*** Data to process ***

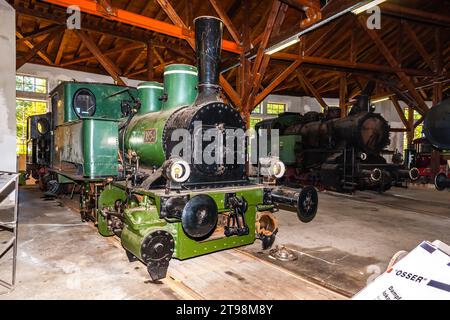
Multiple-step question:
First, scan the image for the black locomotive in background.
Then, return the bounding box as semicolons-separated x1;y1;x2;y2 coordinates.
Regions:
255;85;419;192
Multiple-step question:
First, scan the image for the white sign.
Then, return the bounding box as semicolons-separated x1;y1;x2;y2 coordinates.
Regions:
353;240;450;300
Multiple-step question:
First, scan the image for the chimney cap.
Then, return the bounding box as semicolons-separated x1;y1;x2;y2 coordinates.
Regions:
194;16;223;23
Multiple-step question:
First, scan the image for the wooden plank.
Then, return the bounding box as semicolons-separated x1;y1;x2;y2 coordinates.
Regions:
74;30;126;86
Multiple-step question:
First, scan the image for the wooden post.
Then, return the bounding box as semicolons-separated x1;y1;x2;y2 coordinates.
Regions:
430;81;442;181
339;73;348;118
406;107;415;148
147;40;155;81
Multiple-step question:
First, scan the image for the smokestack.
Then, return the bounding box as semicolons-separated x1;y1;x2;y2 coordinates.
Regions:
194;16;223;105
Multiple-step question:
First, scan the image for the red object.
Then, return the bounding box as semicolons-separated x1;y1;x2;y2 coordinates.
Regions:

***

**Written instruction**
Collect each line in the listing above that contains the word "First". Uppercase and lowercase letters count as different.

**Result of the exercise**
First, scan the image for the black locomotive in background.
First, scan the image for the white sign.
First, scan the image for the chimney cap.
First, scan the image for the wooden plank.
First, scan the image for the wooden post.
First, scan the image for the smokestack.
First, scan the image for the red object.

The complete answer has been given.